YOUR OBJECTIVE — Return only this: the line with "Q: Returning coordinates formatted like [308,87], pin" and all the lines that follow it below, through the final one, exactly as they are.

Source data —
'''

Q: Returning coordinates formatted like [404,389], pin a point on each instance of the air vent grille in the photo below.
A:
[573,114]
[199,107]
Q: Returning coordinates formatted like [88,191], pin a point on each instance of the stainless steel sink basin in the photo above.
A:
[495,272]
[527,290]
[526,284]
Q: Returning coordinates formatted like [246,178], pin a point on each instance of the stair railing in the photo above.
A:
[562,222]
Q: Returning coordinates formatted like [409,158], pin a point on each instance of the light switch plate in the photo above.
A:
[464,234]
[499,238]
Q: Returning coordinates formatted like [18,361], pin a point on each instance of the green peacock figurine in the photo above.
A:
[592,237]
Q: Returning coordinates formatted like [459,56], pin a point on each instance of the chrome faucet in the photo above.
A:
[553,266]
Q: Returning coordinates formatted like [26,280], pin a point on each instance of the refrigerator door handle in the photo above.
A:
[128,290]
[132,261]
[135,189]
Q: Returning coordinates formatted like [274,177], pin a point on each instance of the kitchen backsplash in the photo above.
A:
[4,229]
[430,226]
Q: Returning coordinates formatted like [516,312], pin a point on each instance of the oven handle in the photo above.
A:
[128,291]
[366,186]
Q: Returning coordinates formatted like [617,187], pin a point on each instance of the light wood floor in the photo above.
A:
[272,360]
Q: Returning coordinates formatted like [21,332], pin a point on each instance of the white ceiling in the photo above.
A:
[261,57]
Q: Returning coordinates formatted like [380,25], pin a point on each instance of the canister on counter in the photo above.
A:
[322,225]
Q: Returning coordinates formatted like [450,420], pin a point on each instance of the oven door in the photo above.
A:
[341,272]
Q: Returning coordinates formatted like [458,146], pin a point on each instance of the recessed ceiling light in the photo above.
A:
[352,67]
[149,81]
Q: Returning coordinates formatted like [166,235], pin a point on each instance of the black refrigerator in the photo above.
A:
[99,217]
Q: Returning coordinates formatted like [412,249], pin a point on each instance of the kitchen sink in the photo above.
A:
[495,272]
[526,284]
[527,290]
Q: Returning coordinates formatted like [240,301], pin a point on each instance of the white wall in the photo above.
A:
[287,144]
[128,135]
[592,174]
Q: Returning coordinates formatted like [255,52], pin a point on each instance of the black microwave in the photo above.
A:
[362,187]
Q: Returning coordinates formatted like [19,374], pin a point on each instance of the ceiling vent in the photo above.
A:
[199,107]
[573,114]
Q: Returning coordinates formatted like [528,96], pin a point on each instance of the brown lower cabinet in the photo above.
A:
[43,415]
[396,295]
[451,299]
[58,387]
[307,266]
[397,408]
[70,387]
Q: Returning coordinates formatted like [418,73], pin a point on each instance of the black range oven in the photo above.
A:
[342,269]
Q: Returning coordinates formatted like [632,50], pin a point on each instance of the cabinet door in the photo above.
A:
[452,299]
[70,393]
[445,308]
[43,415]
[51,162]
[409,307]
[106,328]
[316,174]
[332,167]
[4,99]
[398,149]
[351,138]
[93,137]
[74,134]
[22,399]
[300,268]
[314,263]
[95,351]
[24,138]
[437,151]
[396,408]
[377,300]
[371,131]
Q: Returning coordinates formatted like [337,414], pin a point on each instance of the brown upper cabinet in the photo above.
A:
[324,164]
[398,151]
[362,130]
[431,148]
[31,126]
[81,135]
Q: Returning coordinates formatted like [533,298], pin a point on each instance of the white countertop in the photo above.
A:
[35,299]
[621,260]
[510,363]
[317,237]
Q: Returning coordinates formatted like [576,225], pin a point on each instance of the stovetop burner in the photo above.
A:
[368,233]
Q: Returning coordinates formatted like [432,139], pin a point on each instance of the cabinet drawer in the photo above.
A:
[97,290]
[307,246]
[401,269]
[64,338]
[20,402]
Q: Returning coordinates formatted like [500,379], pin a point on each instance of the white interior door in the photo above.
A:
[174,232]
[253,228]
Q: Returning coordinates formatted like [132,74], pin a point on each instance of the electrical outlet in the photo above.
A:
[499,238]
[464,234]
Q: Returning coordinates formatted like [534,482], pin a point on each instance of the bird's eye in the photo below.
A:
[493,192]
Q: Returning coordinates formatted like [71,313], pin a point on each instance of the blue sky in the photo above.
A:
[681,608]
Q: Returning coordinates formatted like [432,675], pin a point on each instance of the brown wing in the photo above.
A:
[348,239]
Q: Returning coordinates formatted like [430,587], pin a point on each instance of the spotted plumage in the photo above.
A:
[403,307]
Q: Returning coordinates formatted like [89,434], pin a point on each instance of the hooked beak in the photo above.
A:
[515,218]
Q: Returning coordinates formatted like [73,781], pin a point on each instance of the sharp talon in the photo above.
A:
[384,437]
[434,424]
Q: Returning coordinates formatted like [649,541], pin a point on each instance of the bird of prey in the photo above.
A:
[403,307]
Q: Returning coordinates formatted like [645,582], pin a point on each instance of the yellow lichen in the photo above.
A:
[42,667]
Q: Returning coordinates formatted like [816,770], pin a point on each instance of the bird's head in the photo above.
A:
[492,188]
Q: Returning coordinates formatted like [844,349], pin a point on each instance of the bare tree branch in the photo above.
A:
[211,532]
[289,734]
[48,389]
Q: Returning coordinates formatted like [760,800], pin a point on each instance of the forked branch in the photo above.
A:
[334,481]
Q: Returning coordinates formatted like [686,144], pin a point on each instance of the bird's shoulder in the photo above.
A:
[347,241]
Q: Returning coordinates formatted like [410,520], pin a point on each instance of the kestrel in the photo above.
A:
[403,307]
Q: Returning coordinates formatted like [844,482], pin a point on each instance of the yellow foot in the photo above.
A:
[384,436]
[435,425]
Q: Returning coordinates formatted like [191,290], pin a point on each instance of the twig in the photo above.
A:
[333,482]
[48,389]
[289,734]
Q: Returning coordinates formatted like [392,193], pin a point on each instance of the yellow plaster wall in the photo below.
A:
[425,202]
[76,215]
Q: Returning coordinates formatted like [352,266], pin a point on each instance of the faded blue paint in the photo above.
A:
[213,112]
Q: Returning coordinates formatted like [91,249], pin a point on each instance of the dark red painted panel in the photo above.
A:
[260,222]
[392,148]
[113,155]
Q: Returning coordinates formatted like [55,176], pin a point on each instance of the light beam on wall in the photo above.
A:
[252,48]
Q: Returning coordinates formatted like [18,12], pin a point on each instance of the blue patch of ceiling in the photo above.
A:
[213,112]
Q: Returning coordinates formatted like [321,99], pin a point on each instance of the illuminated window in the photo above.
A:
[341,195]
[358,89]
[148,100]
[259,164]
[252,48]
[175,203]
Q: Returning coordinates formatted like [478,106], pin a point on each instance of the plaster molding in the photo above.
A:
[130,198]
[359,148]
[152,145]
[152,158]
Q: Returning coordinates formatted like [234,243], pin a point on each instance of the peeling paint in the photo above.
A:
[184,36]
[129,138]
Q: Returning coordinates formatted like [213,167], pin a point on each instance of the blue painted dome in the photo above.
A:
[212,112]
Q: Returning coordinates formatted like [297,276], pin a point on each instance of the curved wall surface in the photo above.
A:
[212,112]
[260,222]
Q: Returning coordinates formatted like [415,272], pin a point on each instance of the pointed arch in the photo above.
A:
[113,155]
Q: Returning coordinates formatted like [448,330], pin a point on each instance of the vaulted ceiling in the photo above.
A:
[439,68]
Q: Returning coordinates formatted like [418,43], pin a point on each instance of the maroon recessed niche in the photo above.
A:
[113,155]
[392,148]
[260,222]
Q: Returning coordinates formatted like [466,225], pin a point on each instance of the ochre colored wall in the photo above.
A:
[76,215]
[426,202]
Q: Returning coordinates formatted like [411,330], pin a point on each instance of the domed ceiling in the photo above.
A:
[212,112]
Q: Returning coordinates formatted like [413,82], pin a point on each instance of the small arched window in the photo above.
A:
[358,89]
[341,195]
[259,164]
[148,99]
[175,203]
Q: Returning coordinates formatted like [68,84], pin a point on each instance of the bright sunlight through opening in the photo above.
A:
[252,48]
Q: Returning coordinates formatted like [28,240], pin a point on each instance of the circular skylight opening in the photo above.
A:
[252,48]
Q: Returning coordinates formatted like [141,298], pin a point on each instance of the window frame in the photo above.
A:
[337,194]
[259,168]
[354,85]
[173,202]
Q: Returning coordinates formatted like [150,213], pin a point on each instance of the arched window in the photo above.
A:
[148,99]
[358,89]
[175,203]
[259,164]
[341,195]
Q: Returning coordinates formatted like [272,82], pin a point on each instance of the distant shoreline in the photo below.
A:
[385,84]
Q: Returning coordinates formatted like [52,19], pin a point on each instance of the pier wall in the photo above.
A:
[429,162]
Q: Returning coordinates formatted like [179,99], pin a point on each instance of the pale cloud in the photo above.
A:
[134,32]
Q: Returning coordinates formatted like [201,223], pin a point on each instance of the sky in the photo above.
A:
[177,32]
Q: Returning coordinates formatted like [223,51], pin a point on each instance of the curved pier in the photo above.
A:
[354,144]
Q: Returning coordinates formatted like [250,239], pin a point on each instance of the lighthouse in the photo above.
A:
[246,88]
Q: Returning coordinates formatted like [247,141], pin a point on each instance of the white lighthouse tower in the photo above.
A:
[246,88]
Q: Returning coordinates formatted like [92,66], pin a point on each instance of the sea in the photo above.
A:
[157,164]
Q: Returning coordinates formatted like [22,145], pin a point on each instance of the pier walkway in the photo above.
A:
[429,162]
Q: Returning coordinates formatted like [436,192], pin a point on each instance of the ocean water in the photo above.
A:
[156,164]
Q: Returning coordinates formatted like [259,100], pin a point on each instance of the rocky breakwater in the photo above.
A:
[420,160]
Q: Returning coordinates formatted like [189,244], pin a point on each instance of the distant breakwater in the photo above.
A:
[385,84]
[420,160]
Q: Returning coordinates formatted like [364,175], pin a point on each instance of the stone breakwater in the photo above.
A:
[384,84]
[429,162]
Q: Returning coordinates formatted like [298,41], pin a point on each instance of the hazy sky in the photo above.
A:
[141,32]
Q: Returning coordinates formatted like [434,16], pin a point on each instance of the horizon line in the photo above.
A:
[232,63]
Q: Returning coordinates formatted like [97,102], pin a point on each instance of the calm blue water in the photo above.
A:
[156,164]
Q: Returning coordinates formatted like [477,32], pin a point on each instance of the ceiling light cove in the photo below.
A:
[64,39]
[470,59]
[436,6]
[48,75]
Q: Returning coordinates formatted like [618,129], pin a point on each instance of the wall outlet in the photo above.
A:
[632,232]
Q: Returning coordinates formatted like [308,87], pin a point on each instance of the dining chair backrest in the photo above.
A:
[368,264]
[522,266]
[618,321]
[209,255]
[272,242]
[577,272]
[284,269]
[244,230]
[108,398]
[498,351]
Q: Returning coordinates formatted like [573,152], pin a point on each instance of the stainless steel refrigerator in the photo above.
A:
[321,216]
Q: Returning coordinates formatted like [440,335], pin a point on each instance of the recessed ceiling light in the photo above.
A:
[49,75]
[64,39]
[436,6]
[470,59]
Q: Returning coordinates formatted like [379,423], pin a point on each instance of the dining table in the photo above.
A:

'''

PROBLEM SOLUTION —
Q: Returning coordinates formatted like [308,87], pin a point on each instance of the dining chair backrest in the photo above.
A:
[368,264]
[522,266]
[618,321]
[209,255]
[272,242]
[577,272]
[284,269]
[244,230]
[108,398]
[498,351]
Q: Returning coordinates formatted like [573,152], pin a point on each instance of the stainless steel refrigerator in the photo above.
A:
[321,216]
Q: Returning coordinates formatted like [440,335], pin a point on each instance of the recessed ceiling light in the photo above.
A:
[49,75]
[64,39]
[436,6]
[470,59]
Q: Returning coordinates formatted like [379,423], pin a point on each instance of the dining table in the photo above.
A:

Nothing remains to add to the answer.